> **WORK ITEM A**: Name the kinds of people that the post about Eamon says melt everywhere they go.
> **WORK ITEM B**: From the post about Eamon, echo the passage from "08 February 2010" up to and including "far from shy.".
> **WORK ITEM C**:
Answer these questions about the post about Eamon:
(i) What does Eamon still do when he wants to go fast?
(ii) What charisma score does the post say he rolled on the 20-sided die?
(iii) Whose charisma does Eamon have?

08 February 2010




He’s still pretty shaky, and doesn’t have great balance, but he can walk across the room when he feels like it, which is getting more and more often. He still gets down to crawl when he wants to go fast, and he can’t pull to a stand without holding onto anything, so walking still isn’t his main mode of transportation. But he can do it.


There are no strangers to Eamon. He waves at everyone and makes it his personal goal each time we go out to see how many people he can make smile. He isn’t a pest about it (yet), but he’s far from shy.

And he has Aaron’s charisma. Oooo boy, does he have some charisma. Put it this way: if this were a D&D game, and Eamon had to roll a 20-sided die to find out his charisma score, he rolled a 25. And you might want to accuse him of somehow cheating, except that then he smiles and you sort of forget what you were so angry about in the first place.

Everywhere we go, people smile and talk to him. Sometimes, he smiles shyly and demurely hides his face in my shoulder–only to look back at the person a second later and smile again. I’m convinced this “shyness” is an act because he knows that it makes him look even more precious. He’s a cute kid, sure, but that’s not what makes him stand out–it’s his thousand-watt smile that breaks across his face whenever someone acknowledges him. It’s the kind of smile that says, “You are the most important person in the world and I am so glad that you noticed me.” People–men, women, other children–melt everywhere we go.

> **Stored data entries**:
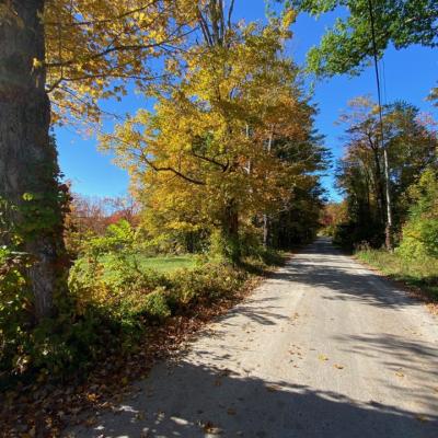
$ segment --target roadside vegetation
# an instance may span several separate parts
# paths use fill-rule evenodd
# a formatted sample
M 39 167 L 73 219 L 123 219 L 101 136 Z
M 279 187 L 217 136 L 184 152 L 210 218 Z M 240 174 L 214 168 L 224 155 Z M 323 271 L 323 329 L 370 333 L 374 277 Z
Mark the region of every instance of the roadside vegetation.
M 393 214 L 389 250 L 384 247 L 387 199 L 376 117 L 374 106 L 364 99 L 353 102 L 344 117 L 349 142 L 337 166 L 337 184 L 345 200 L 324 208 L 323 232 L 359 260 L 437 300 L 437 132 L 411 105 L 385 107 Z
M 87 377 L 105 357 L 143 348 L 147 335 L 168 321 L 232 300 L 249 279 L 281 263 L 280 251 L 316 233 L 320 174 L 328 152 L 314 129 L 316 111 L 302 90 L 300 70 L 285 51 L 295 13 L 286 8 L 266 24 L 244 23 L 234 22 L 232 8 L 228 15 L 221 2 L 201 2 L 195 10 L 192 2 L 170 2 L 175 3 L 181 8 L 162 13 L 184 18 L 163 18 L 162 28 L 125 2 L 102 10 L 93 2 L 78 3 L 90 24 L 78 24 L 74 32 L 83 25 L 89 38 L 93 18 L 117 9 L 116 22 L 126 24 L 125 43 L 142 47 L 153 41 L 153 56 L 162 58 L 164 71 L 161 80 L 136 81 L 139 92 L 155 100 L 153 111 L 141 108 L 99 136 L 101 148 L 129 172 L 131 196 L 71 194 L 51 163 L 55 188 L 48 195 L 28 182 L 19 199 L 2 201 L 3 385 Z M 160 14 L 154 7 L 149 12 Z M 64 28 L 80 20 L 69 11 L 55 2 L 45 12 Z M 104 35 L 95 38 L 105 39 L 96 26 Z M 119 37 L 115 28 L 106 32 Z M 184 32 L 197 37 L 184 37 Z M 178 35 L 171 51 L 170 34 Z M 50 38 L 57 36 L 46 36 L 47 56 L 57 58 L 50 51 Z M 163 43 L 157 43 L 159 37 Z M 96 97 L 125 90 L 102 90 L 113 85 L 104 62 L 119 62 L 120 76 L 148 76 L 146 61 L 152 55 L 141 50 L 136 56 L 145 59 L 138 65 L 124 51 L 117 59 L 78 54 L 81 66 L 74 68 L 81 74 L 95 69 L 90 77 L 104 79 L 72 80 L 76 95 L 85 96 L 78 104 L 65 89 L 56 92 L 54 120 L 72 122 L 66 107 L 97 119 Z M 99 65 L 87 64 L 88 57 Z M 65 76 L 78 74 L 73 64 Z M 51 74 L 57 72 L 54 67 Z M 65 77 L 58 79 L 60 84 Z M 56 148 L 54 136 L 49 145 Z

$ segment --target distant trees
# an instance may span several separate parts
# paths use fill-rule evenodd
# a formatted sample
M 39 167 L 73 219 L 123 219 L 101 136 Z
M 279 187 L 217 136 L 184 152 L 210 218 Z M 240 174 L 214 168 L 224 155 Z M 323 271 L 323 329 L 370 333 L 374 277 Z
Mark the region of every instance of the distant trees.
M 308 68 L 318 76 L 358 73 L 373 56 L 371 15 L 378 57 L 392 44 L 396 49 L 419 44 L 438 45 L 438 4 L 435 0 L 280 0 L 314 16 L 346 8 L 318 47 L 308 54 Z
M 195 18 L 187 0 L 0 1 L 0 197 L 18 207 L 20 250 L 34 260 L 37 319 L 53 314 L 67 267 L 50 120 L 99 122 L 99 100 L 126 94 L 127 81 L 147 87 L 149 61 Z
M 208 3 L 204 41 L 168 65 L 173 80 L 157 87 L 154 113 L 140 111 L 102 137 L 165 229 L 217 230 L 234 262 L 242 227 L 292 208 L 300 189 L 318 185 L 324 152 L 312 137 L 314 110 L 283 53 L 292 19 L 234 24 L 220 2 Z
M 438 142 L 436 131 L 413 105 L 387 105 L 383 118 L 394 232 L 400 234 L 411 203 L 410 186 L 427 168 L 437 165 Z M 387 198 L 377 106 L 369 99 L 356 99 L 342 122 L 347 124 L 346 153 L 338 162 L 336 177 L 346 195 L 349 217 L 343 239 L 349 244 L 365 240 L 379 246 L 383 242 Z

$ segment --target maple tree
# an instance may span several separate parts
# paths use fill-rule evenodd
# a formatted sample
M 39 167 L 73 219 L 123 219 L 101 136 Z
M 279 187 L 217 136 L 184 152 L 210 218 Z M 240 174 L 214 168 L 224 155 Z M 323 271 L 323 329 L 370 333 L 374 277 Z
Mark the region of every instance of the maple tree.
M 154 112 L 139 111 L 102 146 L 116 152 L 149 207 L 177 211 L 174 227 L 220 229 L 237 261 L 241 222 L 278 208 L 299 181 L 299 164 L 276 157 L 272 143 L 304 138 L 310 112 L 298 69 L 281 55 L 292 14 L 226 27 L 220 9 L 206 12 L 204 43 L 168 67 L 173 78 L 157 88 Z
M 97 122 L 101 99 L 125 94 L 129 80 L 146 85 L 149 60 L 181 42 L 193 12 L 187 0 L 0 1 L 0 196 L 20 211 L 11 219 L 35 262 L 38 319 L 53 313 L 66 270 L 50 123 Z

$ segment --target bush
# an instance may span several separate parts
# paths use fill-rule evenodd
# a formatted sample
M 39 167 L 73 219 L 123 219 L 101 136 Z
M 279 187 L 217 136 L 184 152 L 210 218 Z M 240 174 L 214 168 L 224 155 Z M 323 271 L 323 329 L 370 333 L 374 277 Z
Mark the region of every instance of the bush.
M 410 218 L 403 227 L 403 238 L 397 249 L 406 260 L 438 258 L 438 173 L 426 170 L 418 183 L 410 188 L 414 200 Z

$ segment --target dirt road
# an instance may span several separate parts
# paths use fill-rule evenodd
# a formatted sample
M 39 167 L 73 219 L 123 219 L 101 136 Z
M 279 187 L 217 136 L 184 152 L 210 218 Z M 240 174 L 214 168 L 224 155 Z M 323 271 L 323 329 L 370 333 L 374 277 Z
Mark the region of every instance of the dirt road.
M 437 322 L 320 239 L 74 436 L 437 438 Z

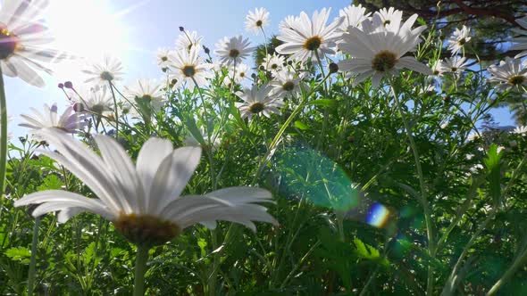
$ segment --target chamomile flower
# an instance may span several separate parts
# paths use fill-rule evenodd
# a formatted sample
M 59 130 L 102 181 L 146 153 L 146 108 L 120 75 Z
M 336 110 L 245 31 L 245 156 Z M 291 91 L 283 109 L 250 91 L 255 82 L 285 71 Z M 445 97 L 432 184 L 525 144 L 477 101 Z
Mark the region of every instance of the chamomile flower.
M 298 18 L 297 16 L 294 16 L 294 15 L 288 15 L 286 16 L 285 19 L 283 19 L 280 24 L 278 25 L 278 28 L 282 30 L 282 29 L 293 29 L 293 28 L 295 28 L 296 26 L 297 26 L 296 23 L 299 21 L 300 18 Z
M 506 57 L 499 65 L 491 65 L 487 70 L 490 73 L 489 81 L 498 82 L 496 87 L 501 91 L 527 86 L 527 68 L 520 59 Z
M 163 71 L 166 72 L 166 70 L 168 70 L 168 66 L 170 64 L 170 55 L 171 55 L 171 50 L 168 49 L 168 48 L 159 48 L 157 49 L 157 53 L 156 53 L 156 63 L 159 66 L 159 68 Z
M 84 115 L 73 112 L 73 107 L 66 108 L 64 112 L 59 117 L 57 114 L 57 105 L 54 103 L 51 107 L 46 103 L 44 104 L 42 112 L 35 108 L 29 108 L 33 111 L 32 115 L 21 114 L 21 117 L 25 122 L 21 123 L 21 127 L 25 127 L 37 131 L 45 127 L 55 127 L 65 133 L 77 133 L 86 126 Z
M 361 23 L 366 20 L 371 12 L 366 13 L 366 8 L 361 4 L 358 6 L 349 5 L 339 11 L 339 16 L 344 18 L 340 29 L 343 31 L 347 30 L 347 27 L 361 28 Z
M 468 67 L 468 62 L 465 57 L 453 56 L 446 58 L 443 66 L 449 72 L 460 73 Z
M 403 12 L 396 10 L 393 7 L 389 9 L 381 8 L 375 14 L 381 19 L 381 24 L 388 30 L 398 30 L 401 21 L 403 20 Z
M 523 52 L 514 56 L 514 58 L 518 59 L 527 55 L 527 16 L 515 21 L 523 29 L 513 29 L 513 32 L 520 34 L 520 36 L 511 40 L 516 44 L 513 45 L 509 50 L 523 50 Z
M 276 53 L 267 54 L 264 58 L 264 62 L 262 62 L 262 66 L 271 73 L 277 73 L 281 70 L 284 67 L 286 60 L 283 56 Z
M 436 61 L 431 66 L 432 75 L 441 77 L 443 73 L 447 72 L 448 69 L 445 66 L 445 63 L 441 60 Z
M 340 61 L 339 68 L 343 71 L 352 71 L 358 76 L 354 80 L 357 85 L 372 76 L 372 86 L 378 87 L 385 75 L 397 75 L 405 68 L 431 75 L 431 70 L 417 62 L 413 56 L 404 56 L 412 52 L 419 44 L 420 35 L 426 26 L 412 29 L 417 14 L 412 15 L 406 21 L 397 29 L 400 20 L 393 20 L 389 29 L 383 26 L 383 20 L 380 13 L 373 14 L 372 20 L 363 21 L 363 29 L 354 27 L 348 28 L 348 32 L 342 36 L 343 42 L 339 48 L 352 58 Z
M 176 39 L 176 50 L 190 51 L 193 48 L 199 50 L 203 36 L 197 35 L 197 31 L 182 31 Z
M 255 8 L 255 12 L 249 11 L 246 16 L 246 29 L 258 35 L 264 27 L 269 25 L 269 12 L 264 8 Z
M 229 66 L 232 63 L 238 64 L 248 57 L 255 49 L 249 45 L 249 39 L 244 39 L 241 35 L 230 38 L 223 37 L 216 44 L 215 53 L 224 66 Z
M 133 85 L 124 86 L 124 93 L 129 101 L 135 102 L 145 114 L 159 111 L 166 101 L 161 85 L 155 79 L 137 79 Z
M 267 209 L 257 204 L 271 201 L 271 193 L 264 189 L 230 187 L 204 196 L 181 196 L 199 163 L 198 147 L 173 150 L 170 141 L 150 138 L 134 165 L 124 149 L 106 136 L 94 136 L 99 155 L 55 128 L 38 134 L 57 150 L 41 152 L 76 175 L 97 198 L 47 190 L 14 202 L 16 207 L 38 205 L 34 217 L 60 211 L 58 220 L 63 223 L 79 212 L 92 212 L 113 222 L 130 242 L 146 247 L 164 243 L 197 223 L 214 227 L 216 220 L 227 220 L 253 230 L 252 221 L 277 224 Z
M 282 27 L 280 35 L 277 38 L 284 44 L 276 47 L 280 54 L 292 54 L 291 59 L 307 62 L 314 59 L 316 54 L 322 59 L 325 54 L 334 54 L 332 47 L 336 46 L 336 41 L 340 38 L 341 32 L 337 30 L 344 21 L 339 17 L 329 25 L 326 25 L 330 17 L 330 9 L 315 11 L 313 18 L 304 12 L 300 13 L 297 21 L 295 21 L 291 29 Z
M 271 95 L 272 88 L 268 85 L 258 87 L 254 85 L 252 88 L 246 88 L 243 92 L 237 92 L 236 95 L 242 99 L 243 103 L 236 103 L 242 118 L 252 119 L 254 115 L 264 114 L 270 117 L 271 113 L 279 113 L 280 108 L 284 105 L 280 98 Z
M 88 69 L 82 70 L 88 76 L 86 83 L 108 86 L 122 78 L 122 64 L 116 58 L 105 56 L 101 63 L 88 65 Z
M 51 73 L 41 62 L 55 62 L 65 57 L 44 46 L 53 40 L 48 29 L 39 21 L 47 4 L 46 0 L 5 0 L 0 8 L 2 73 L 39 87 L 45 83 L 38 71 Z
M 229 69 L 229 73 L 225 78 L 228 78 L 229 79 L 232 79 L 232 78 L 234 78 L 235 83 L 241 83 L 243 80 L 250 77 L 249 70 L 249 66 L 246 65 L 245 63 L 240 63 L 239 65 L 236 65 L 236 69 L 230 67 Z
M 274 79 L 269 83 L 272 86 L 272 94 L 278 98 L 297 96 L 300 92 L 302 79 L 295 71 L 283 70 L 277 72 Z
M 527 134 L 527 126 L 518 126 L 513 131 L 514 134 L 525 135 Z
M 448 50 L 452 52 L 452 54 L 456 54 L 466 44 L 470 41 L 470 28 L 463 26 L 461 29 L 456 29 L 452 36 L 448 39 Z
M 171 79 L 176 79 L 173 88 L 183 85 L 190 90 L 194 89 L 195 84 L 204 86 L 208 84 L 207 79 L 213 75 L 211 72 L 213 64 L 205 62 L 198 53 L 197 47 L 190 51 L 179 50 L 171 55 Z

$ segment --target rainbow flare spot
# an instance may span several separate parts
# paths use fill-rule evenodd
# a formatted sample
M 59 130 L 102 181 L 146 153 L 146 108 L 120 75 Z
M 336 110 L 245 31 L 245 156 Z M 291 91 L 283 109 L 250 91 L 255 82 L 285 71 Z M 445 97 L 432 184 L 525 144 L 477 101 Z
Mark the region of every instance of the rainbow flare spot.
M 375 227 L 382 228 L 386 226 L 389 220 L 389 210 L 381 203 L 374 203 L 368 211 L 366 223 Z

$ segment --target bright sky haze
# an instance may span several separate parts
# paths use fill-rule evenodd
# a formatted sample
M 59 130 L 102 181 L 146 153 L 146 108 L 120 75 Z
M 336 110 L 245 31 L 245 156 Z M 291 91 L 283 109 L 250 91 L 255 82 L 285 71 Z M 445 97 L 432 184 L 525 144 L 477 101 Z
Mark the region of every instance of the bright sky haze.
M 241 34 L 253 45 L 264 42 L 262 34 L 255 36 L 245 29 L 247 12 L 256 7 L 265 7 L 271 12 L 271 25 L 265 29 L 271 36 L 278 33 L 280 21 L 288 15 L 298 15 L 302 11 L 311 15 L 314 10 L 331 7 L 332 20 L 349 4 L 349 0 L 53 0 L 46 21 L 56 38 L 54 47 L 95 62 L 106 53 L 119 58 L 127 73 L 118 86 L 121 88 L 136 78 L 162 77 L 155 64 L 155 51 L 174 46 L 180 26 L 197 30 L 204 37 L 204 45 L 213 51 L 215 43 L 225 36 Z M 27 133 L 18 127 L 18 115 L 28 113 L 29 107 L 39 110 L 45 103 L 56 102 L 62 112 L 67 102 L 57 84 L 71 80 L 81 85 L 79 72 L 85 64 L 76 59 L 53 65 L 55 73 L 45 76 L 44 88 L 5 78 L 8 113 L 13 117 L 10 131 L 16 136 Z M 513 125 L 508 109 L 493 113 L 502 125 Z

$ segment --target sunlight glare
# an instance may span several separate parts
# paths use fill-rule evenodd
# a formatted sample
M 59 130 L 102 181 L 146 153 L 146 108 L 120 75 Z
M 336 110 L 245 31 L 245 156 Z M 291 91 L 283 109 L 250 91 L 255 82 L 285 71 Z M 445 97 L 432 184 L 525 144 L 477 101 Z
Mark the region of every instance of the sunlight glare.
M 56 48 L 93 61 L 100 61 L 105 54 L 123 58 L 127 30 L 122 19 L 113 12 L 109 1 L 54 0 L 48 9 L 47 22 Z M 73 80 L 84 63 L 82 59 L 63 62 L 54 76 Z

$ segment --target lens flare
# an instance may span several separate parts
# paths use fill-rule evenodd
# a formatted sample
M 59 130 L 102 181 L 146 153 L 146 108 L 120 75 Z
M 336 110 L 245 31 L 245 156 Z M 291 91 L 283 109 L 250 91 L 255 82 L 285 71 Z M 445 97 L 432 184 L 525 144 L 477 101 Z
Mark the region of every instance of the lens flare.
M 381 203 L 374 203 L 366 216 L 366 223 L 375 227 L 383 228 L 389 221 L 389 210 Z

> **ANSWER SPACE A**: Men, women, and other children.

> **ANSWER SPACE B**:
08 February 2010




He’s still pretty shaky, and doesn’t have great balance, but he can walk across the room when he feels like it, which is getting more and more often. He still gets down to crawl when he wants to go fast, and he can’t pull to a stand without holding onto anything, so walking still isn’t his main mode of transportation. But he can do it.


There are no strangers to Eamon. He waves at everyone and makes it his personal goal each time we go out to see how many people he can make smile. He isn’t a pest about it (yet), but he’s far from shy.

> **ANSWER SPACE C**:
(i) He gets down to crawl.
(ii) 25.
(iii) Aaron's.